[[ Excerpted text open ]]

Source: USDA Nutrient Database

Mustard seeds are the small round seeds of various mustard plants. The seeds are usually about 1 or 2 mm in diameter. Mustard seeds may be colored from yellowish white to black. They are important spices in many regional foods. The seeds can come from three different plants: black mustard (Brassica nigra), brown Indian mustard (B. juncea), and white mustard (B. hirta/Sinapis alba).



The earliest reference to mustard is in India from a story of Gautama Siddhārtha (सिद्धार्थ गौतम) in the 5th century BCE. Gautama Buddha told the story of the grieving mother (Kisa Gotami) and the mustard seed. When a mother loses her only son, she takes his body to the Buddha to find a cure. The Buddha asks her to bring a handful of mustard seeds from a family that has never lost a child, husband, parent or friend. When the mother is unable to find such a house in her village, she realizes that death is common to all, and she cannot be selfish in her grief. [1] [2] The Buddha stated that if an individual were to pick a single mustard seed every hundred years from a seven-mile cube worth of mustard seeds, then by the time the last seed is picked, the age of the world cycle would still continue. (If a mustard seed is 3 mm in diameter, then taking one seed every 100 years from a seven-mile cube of seeds, would take 936 quintillion years, 68 billion times the age of the universe.)[3]

The French have used mustard seeds as a spice since 800 AD, and it was among the spices taken by the Spanish on explorations throughout the fifteenth century.

[[ Excerpted text closed ]]

Exercise details:
Answer these from the mustard seed text:
(a) What diameter are mustard seeds usually?
(b) What is the name of the grieving mother in the Buddha's story?
(c) Since what year have the French used mustard seeds as a spice?
You won't need the items that follow this text.

[[ Given entries open ]]

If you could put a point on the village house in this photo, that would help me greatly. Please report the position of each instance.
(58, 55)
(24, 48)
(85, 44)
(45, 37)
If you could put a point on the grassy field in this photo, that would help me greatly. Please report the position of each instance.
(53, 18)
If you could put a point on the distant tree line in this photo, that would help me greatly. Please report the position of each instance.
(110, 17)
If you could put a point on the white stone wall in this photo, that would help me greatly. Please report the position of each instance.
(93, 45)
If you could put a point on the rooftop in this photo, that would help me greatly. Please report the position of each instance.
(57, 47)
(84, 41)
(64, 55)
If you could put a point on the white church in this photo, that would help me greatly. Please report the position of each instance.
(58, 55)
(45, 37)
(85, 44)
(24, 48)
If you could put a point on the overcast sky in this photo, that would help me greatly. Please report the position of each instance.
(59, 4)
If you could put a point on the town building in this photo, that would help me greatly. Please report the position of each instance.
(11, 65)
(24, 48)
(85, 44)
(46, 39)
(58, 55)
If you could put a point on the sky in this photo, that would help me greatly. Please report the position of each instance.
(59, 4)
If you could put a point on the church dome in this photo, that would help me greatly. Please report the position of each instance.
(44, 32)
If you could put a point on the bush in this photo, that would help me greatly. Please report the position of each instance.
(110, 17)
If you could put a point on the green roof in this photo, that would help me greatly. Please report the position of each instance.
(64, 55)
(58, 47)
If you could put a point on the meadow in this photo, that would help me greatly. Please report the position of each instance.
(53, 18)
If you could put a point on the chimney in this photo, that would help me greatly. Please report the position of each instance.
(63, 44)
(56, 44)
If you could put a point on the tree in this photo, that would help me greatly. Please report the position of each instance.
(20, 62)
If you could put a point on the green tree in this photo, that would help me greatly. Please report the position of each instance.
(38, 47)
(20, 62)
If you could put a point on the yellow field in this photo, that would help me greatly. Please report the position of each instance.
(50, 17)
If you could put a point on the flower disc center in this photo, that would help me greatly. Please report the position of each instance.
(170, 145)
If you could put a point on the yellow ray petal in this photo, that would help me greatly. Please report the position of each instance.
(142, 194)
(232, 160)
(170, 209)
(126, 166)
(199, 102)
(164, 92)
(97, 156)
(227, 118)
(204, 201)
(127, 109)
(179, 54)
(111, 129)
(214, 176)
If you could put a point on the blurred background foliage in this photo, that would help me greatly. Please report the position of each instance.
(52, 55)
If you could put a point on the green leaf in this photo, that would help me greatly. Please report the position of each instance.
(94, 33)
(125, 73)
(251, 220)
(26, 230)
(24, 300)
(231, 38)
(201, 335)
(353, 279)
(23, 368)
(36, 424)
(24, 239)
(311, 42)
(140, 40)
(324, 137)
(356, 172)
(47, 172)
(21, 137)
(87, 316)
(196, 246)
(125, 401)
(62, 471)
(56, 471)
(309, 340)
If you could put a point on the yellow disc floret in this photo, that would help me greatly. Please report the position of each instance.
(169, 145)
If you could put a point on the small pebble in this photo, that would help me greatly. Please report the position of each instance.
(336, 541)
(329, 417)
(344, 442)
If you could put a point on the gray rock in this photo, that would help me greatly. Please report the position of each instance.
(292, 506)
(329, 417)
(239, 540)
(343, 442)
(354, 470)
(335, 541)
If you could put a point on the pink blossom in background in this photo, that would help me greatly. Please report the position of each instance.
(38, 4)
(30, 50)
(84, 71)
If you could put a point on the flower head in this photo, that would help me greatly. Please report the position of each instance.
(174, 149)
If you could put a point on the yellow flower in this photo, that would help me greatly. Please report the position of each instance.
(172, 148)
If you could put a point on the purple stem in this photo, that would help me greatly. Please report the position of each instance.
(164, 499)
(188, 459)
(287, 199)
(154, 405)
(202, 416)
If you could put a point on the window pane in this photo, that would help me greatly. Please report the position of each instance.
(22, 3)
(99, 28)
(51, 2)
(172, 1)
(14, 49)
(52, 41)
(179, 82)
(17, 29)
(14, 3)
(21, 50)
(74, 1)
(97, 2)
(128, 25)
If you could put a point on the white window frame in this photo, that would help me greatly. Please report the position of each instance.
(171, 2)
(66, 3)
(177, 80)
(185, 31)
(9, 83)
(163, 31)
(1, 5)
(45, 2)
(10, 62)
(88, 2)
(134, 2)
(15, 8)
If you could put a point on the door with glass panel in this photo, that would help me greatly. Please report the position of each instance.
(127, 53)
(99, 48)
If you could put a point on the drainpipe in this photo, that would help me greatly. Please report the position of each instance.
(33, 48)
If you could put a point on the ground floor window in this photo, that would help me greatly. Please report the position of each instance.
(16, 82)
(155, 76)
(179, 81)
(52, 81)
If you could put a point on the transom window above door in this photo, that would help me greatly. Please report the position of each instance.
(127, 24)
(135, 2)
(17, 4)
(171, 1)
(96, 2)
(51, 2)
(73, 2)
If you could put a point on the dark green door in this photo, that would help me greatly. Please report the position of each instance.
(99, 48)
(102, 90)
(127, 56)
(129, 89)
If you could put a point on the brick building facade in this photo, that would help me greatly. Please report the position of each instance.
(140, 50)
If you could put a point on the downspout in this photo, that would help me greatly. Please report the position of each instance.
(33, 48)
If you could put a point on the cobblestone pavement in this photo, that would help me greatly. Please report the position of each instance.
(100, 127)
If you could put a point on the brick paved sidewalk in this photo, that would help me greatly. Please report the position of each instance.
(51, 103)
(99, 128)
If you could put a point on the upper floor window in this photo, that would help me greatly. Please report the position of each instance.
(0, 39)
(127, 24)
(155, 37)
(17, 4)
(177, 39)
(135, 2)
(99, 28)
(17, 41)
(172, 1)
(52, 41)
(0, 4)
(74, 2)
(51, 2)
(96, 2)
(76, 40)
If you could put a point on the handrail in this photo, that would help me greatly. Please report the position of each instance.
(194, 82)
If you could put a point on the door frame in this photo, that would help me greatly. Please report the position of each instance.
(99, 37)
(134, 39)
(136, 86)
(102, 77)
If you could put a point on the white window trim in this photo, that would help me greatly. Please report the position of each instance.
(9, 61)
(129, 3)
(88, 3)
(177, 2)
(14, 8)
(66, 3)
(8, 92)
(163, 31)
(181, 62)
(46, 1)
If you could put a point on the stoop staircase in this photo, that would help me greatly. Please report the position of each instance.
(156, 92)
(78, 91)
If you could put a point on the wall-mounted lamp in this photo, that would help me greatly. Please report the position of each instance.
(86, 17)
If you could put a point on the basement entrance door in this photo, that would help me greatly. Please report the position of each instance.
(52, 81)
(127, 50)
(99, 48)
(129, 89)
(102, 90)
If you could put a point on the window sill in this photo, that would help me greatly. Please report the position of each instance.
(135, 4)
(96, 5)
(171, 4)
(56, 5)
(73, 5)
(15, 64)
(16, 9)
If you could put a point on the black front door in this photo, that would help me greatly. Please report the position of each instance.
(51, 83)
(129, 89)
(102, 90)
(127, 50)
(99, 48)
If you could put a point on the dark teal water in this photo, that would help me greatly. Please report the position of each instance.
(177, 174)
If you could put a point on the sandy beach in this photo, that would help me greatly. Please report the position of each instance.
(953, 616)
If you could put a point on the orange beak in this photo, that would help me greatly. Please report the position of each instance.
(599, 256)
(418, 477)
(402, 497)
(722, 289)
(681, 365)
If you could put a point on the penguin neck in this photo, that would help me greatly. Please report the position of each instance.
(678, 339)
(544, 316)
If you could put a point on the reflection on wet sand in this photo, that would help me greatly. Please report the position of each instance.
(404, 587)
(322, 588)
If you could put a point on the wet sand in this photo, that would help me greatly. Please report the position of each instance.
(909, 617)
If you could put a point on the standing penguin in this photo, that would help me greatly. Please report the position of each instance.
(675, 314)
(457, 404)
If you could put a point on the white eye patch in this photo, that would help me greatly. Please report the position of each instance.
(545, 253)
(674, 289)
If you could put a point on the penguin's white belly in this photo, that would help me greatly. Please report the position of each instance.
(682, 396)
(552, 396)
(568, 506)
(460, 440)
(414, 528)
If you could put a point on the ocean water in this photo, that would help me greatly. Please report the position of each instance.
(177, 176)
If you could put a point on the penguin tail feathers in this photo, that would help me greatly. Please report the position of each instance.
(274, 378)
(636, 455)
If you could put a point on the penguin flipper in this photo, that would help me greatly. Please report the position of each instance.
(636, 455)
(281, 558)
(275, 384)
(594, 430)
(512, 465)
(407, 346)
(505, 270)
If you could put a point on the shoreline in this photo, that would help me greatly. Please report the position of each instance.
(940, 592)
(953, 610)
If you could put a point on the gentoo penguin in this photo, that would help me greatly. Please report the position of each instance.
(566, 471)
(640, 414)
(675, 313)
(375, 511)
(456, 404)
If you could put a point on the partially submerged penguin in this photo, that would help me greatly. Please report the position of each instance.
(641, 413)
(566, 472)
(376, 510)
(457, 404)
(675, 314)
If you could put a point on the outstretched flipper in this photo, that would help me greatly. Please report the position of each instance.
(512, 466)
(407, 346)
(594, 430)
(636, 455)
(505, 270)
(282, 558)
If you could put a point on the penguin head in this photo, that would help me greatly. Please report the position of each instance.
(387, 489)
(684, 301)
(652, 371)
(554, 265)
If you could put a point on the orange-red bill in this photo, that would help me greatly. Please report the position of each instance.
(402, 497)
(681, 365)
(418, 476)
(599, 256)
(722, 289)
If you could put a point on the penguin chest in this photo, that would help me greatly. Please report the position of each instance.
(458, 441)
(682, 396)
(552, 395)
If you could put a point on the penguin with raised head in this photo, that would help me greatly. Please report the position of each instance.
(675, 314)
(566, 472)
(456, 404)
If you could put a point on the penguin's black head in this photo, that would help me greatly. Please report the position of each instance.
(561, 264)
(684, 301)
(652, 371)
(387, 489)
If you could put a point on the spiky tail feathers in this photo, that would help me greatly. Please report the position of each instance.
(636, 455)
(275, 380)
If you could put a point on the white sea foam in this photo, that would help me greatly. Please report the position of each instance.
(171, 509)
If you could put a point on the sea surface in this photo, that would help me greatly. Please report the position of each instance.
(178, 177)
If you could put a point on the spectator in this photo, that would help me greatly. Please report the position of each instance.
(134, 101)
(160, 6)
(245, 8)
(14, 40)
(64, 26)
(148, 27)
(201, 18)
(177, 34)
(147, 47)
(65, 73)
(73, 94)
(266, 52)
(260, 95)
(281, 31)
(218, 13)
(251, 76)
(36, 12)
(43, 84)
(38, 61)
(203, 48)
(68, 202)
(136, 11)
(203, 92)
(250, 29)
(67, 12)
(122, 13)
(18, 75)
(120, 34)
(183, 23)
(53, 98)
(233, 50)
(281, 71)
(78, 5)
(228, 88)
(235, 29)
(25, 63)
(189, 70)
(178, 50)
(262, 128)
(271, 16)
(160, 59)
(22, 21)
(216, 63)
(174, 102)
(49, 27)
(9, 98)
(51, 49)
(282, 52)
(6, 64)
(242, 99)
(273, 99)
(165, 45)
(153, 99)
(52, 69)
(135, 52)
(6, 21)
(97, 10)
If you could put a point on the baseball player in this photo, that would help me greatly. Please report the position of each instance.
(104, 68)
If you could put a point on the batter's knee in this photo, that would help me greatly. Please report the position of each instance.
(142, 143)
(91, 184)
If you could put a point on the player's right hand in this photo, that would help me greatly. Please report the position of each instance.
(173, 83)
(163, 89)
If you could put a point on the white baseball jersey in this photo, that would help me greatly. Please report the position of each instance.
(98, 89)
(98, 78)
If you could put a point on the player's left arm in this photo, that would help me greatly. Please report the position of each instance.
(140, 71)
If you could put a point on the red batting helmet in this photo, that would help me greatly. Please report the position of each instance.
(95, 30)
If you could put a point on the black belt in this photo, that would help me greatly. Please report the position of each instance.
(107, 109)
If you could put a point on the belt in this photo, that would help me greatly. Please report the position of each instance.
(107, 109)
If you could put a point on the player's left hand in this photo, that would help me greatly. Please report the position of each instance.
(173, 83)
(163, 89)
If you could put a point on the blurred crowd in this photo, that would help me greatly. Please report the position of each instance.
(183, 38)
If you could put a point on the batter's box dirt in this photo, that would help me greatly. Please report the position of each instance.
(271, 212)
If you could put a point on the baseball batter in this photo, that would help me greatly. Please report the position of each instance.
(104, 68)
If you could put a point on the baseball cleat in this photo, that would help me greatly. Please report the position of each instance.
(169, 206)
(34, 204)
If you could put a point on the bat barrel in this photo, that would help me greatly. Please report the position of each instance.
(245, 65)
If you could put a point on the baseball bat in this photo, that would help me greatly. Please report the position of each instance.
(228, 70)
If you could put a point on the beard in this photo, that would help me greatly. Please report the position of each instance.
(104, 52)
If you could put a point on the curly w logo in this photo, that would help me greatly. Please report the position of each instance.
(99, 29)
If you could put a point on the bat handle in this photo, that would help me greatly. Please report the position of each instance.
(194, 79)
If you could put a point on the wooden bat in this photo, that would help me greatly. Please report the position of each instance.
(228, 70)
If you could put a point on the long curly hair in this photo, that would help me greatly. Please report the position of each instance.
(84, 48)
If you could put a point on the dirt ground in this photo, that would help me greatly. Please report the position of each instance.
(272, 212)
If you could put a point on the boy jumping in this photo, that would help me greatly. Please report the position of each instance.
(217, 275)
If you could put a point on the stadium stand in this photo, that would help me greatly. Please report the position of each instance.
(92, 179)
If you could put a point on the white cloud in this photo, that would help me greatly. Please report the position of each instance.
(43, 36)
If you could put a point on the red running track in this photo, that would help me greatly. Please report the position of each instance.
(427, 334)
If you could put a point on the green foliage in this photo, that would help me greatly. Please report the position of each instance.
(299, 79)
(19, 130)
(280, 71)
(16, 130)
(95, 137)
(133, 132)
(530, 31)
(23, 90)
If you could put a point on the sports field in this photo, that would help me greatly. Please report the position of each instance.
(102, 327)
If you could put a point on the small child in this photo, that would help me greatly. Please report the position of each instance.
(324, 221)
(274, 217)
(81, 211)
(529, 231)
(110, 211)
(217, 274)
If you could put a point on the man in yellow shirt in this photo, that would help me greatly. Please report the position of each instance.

[[ Given entries closed ]]

Answer to the exercise:
(a) About 1 or 2 mm
(b) Kisa Gotami
(c) 800 AD